John Jonke

Personal information
- Full name: John Phillip Jonke
- Date of birth: January 20, 1987 (age 38)
- Place of birth: Scarborough, Ontario, Canada
- Height: 6 ft 2 in (1.88 m)
- Position(s): Defender

Youth career
- 2004–2005: Toronto Lynx
- 2006–2008: Louisville Cardinals

Senior career*
- Years: Team / Apps / (Gls)
- 2007–2008: Toronto Lynx / 21 / (0)
- 2009–2010: AC Oulu / 10 / (1)
- 2010: Crystal Palace Baltimore / 1 / (0)
- 2010: Portugal FC / 14 / (1)
- 2011: FC Edmonton / 19 / (1)
- 2014: Vaughan Azzurri / 0 / (0)

International career^{‡}
- 2005: Canada U-20 / 3 / (0)

= John Jonke =

Canadian soccer player (born 1987)

John Jonke (born January 20, 1987, in Scarborough, Ontario) is a Canadian soccer player.

==Career==

===College and amateur===
Jonke began playing soccer at the youth level during his secondary school years with St. Mary's Catholic Secondary School. In his senior year at St. Mary's Jonke was appointed team captain, and helped guide his team to the regional championship. When the season reached closure Jonke was awarded Player of the Year. In 2004 Jonke joined the Toronto Lynx youth academy, where he was appointed team captain and won the Heartland Division Championship. He also helped the U-19 Lynx squad reach the finals of the Dallas Cup where the Lynx were defeated 2–1 by IMG Soccer Academy. Soon after, Jonke was enrolled into the University of Louisville on a soccer scholarship. In his rookie season with the Cardinals he appeared in 22 matches and help strengthen the defence by recording eight shutouts. In his freshman season he recorded his first goal against Syracuse, and was able to establish himself as a starter.

* EXERCISE TASK A *
In the John Jonke profile, how did Jonke help strengthen the Louisville defense during his rookie season?
* EXERCISE TASK B *
From the John Jonke profile, rewrite the passage starting with "Senior career*" and going on through "Edmonton / 19 / (1)", changing "Portugal FC" to "Portugal Football Club".

* PROVIDED MATERIAL *
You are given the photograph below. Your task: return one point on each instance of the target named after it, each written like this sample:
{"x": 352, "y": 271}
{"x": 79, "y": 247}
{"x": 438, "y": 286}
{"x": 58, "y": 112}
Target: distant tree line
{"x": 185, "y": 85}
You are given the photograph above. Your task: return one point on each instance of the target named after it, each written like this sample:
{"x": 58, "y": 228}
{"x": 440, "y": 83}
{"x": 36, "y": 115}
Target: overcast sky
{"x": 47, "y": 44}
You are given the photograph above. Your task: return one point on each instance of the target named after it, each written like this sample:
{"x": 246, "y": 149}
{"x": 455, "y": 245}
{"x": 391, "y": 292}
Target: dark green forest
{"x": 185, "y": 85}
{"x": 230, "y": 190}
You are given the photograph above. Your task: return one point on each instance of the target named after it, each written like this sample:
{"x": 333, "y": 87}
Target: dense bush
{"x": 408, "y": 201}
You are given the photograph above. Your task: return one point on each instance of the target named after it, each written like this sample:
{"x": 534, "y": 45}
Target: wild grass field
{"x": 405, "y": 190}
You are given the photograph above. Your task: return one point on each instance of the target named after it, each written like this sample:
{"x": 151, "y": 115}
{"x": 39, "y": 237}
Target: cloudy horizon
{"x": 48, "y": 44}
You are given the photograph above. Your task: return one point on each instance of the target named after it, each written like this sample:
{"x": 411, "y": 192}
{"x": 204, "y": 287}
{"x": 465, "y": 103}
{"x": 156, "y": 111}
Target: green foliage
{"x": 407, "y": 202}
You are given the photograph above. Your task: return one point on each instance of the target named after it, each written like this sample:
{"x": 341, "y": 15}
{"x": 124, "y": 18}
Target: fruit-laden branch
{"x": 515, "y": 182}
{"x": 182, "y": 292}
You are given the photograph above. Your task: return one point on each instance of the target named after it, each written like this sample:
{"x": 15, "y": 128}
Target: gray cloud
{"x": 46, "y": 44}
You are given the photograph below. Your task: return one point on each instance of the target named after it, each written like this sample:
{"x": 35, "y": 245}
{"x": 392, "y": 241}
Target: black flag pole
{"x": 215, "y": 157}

* CORRECT RESULT A *
He helped strengthen the defense by recording eight shutouts. He did this over the 22 matches he played that season.

* CORRECT RESULT B *
Senior career*
- Years: Team / Apps / (Gls)
- 2007–2008: Toronto Lynx / 21 / (0)
- 2009–2010: AC Oulu / 10 / (1)
- 2010: Crystal Palace Baltimore / 1 / (0)
- 2010: Portugal Football Club / 14 / (1)
- 2011: FC Edmonton / 19 / (1)